>> Start TEXT TO READ

Roadblocks on the Information Highway: The IT Revolution in Japanese Education. Edited by Jane M. Bachnik. Lexington Books, Lanham, Md., 2003. ix, 354 pages. $75.00, cloth; $26.95, paper. "The thesis of this book is that the 'lags' in IT implementation are created by contradictory responses of the social environment to the challenges of IT. . . .The result, of course, is an impasse." The micro-level focus is on social contradictions in Japan "played out in the social contexts of IT service providers, webmasters, and classroom teachers." At the meta-level, the book "links these contradictions to broader structural problems" (p. 2). Seventeen chapters by 16 contributors are divided into parts on IT support services, institutional barriers, and pedagogy.

Comparing Social Policies: Exploring New Perspectives in Britain and Japan. Edited by Misa Izuhara. The Policy Press, Bristol, 2003. xi, 258 pages. $29.95, paper. In six sets of paired chapters, the essays in this volume explore social policy, aging, domestic violence, housing, homelessness, and women's health in Japan and Britain. "Each chapter provides country-specific analyses using empirical data and a theoretical and conceptual framework, but can also be read comparatively with its paired Japanese or British chapter" (p. 3). The 13 contributors are mostly from a variety of Japanese universities, the University of Sheffield, and the University of Bristol.

Japanische Zeitrechnun: Ein Handbuch. By Reinhard Zöllner. iudicium verlag, München, 2003. 135 pages. €13.50, paper. This small handbook converts dates from the Japanese calendar to the Western calendar. It includes beginning and ending dates for the reigns of emperors, nengō, the date of Japanese New Year's Day in the Western calendar by year, number of days in each year, intercalary months, months with 30 days, and a wealth of other data. [End Page 278]

Japan at the Millennium: Joining Past and Future. Edited by David W. Edgington. University of British Columbia Press, Vancouver, 2003. xi, 273 pages. C$85.00, cloth; C$29.95, paper. The volume's "nine thematic chapters address how history has shaped both present circumstances and future challenges in aspects of economic, political, and social life" (p. x). They cover subjects ranging from Japanese economic policymaking and the labor movement, to resource management, attitudes toward China, the rights of minority groups, gender issues, youth and the criminal justice system, quality of urban life, and the Japanese nostalgia boom. Contributors are Hiroshi Aoyagi, Lonny E. Carlile, Millie Creighton, Joshua S. Mostow, Keizo Na-gatani, Stephan M. Salzberg, Bill Sewell, and Roger Smith.

>> End TEXT TO READ
>> Start DATA LISTING

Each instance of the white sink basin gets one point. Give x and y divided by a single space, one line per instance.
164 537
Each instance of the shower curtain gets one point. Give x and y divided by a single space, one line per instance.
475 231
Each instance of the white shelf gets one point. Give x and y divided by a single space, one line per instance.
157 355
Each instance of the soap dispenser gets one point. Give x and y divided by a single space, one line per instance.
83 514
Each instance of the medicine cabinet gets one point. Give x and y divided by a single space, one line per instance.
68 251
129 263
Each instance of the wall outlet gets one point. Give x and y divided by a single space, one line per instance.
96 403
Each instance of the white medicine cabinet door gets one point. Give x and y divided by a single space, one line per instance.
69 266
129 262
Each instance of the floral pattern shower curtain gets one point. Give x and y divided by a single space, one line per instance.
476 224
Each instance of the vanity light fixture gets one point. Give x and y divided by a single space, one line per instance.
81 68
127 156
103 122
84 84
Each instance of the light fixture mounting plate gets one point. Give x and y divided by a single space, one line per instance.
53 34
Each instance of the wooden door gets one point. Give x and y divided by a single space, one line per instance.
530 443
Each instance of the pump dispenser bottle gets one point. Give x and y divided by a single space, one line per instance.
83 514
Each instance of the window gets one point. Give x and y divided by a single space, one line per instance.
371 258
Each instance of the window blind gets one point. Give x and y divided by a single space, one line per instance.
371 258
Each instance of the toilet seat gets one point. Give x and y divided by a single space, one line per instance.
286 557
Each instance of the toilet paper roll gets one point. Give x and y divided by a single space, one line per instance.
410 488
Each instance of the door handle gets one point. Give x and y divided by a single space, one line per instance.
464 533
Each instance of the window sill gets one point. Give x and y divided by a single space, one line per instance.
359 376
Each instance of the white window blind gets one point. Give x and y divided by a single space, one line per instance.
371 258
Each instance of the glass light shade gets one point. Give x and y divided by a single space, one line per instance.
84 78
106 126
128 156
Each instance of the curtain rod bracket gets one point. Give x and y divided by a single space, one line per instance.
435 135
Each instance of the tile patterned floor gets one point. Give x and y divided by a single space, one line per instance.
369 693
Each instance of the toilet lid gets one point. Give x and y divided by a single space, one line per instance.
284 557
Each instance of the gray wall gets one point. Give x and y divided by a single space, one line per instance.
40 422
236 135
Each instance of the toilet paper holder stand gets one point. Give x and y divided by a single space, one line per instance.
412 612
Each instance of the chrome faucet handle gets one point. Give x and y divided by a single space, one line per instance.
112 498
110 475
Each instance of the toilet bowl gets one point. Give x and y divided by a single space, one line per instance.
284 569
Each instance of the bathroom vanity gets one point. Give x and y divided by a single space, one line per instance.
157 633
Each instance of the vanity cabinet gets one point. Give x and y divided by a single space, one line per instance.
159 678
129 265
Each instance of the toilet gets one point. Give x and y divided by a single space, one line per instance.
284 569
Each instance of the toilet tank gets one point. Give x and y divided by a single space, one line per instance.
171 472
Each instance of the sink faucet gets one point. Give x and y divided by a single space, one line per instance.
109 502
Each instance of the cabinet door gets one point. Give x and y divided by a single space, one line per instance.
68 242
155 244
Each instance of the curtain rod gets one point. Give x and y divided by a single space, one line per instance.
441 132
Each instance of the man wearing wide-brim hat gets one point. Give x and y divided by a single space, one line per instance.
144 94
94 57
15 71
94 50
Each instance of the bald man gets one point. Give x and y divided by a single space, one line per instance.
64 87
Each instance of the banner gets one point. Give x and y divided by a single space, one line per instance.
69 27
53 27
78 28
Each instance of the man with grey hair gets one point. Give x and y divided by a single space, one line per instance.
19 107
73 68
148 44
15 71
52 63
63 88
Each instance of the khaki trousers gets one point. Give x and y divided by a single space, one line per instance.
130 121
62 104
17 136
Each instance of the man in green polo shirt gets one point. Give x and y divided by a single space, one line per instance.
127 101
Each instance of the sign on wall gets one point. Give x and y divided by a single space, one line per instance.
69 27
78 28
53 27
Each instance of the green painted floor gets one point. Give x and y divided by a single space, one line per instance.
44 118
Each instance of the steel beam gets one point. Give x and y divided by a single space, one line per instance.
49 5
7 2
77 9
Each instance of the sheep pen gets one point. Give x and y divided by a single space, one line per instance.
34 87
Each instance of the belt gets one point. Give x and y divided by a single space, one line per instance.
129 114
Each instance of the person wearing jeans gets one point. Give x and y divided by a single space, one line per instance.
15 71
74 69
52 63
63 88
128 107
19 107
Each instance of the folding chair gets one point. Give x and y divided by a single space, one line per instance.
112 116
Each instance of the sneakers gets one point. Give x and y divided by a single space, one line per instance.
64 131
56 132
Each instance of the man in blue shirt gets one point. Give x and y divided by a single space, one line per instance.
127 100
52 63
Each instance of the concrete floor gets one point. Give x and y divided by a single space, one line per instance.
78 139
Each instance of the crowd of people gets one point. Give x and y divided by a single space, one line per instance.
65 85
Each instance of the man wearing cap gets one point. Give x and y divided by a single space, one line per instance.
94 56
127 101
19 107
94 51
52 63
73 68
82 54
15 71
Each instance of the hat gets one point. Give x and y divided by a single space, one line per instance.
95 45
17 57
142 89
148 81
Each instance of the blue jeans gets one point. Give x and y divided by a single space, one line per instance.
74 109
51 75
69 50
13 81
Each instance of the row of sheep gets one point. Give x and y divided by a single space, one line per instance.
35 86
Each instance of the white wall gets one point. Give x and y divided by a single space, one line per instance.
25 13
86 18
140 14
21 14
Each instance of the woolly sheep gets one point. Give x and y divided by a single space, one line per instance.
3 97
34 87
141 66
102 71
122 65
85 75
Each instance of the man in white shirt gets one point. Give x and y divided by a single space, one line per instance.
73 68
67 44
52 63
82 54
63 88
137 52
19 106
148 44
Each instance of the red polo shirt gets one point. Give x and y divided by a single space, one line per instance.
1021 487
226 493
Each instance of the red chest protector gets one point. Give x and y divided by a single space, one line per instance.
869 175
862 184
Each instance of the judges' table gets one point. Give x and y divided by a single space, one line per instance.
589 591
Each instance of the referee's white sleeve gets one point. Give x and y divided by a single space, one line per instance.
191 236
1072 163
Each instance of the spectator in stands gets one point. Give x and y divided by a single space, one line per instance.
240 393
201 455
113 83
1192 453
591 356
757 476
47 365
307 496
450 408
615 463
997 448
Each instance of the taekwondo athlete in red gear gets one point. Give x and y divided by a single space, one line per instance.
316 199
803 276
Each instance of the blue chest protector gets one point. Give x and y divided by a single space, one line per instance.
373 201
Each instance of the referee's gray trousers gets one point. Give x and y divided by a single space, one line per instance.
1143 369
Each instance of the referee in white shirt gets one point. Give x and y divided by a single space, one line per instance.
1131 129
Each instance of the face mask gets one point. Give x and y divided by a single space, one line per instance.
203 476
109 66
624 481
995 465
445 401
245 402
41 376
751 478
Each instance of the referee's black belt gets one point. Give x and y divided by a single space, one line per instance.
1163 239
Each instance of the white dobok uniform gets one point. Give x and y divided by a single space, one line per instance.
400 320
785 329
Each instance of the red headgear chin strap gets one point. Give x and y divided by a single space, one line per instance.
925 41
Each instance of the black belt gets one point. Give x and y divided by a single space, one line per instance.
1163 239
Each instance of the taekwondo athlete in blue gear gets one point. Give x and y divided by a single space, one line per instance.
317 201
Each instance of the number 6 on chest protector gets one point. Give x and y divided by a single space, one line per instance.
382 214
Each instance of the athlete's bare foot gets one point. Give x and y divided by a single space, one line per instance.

>> End DATA LISTING

- WORK TO COMPLETE
**1)** Answer these questions from the book notices:
(a) How many chapters and how many contributors does Roadblocks on the Information Highway have?
(b) Which publisher issued Comparing Social Policies?
(c) How many thematic chapters does Japan at the Millennium contain?
**2)** In the book notices, reproduce word for word the stretch from "Comparing Social Policies: Exploring" through "University of Bristol.".

- TASK RESPONSES
**1)**
(a) Seventeen chapters by 16 contributors.
(b) The Policy Press, Bristol.
(c) Nine.

**2)**
Comparing Social Policies: Exploring New Perspectives in Britain and Japan. Edited by Misa Izuhara. The Policy Press, Bristol, 2003. xi, 258 pages. $29.95, paper. In six sets of paired chapters, the essays in this volume explore social policy, aging, domestic violence, housing, homelessness, and women's health in Japan and Britain. "Each chapter provides country-specific analyses using empirical data and a theoretical and conceptual framework, but can also be read comparatively with its paired Japanese or British chapter" (p. 3). The 13 contributors are mostly from a variety of Japanese universities, the University of Sheffield, and the University of Bristol.